* [Source text]
Pope Benedict has attended a 3-day conference on infertility in Rome and has one piece of advice for couples: shun IVF treatment. 

Most couples do, indeed, already do this.  They are super fertile as they have so shown the world.  Many other couples have trouble, but manage to conceive by drugs or surgery.  Yet others shun infertility because they simply cannot afford it.   But, the Pope has other reasons why a couple should refrain from artificial procedures:

“The human and Christian dignity of procreation, in fact, doesn’t consist in a ‘product’, but in its link to the conjugal act, an expression of the love of the spouses of their union, not only biological but also spiritual,” the ‘Daily Mail’ quoted Pope Benedict XVI as saying.

He also told the specialists in his audience to resist “the fascination of the technology of artificial fertility’, warning against “easy income, or even worse, the arrogance of taking the place of the Creator”.

He suggested that this was the attitude that underlies the field of artificial procreation. The emphasis on science and “the logic of profit seem today to dominate the field of infertility and human procreation”, the Pope said.

I feel like these words are a slap in the face to anyone who has ever suffered through this disease.  These words coming from a spiritual, well-respected man only add salt to the wound.

* [Work request 1] Condense the paragraph beginning "He also told the specialists" from the post about Pope Benedict's remarks on IVF into a single shorter sentence that keeps its main facts.
* [Work request 2] Write a continuation of the post about Pope Benedict's remarks on IVF, starting after its final sentence.

[Data entries]
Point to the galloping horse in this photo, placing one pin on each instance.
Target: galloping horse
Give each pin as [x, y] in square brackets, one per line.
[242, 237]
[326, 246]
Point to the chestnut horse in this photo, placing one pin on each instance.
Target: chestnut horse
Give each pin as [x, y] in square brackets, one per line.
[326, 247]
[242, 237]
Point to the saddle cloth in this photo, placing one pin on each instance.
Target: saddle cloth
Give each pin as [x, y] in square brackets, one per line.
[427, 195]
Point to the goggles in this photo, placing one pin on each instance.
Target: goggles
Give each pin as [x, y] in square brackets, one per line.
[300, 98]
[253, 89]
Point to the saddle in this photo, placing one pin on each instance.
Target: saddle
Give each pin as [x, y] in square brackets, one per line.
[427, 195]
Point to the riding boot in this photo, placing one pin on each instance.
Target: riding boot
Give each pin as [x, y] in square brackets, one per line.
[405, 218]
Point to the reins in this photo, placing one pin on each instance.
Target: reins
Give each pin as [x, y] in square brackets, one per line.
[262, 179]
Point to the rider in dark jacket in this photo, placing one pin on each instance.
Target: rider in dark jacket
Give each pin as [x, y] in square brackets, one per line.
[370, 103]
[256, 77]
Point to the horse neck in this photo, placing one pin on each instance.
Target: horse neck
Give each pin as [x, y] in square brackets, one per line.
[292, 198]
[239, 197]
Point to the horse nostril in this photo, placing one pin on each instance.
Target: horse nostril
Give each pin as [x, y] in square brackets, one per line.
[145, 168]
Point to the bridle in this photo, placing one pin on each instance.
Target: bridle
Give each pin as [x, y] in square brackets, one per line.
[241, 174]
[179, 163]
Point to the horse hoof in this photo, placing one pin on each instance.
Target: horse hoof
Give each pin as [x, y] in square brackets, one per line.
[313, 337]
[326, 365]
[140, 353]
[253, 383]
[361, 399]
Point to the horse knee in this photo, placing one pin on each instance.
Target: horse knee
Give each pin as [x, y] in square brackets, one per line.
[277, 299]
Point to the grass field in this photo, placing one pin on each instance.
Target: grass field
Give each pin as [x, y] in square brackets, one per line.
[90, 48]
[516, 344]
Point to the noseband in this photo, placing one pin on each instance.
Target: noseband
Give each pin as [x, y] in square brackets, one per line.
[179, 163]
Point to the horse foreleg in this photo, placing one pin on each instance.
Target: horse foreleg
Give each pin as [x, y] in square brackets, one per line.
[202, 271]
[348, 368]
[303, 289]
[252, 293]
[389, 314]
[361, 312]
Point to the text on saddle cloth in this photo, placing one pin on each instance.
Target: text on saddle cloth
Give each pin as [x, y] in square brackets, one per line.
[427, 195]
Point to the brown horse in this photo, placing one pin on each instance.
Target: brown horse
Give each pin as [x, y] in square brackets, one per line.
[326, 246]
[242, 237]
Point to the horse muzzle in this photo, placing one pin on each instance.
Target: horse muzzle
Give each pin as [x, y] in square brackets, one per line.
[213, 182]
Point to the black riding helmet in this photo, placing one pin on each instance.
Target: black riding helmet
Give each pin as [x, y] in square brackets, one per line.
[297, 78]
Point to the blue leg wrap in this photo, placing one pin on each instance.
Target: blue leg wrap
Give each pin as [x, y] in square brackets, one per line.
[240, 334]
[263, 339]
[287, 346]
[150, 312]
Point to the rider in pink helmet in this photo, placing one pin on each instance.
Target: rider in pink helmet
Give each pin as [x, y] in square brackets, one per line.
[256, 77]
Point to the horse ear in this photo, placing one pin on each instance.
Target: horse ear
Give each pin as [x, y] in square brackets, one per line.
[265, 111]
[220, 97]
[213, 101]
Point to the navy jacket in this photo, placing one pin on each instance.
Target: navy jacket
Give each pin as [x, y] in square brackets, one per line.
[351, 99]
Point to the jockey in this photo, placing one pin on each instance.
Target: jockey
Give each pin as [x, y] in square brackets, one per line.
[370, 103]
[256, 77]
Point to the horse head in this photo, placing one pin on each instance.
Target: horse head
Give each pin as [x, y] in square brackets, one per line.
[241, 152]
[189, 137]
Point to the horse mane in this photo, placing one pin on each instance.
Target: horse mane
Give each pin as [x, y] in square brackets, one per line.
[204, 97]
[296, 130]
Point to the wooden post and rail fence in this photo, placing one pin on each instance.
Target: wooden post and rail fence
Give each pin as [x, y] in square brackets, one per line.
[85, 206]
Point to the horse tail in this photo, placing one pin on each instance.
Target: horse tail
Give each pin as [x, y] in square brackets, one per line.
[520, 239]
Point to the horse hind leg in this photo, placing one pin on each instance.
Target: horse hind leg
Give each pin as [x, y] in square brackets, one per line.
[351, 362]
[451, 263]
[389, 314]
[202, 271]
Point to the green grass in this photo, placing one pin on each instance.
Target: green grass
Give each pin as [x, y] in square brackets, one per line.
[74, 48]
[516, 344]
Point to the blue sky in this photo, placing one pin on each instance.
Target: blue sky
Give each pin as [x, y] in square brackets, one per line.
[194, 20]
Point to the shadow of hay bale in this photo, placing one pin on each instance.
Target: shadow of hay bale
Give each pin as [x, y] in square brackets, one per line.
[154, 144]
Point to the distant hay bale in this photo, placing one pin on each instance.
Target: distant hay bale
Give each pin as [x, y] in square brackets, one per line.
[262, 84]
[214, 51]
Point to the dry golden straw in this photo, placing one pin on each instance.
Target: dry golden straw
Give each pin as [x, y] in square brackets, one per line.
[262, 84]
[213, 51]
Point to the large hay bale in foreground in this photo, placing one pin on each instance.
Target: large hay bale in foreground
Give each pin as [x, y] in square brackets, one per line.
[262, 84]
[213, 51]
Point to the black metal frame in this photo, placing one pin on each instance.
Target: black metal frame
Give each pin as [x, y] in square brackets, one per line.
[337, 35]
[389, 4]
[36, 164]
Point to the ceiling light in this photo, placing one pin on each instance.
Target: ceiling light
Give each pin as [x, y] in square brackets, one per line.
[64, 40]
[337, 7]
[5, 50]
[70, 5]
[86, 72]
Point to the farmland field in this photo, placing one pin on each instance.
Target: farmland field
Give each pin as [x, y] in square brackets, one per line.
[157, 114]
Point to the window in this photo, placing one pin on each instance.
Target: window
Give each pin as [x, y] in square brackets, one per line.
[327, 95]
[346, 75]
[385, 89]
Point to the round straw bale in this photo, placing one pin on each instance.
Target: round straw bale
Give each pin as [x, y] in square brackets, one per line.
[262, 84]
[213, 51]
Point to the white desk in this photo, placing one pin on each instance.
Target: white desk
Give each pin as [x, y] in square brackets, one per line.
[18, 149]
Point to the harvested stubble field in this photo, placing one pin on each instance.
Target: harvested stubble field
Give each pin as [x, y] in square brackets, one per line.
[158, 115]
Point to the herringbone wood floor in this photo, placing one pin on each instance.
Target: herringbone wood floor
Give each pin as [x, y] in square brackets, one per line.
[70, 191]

* [Response 1] The Pope urged the fertility specialists in his audience to resist the appeal of artificial fertility technology, warning against easy income and, worse, the arrogance of taking the Creator's place.

* [Response 2]
I have said it once and I will say it again:  I did not choose this!  It happened to me.  I bet the same can be said of you all as well.

The Pope’s words are demeaning on so many levels, I do not even know where to start.  Does the Pope really think that I seek the help of an RE and artificial inseminations because I am merely fascinated with technology?  Am I just bored or something?  Does he really think that I prefer needles, medicines, ultrasounds, blood work, and inseminations over “conjugal relations” with my husband?     Am I so “fascinated” with technology that I can’t wait to fork over money for an IVF?  I think the Pope thinks so. 

The Pope’s words also imply that I haven’t tried to do things the natural way with my husband.  Newsflash:  we’ve tried it that way for over two years!  We tried it last month and we tried it this month.  Yeah, just have sex and you’ll get pregnant.  Relax and it will happen!  Sound familiar, anyone? 

The most damning implication here is that people who have IVF’s or other procedures lack faith, do not persevere,  and do not trust God.  Yeah, try telling this to the infertile couple who have spent years in prayer, begging God for that one special blessing.  Has the Pope ever considered that God leads couples (some Catholics, I’m sure) to and through the path of IVF?  Can God not work through science?  The only thing I find arrogant here is the Pope’s limitations he seems to be placing on God.  I can’t quote the Bible verse, but I’m pretty sure limiting God is a big no-no, no matter what your denomination or rank in religion.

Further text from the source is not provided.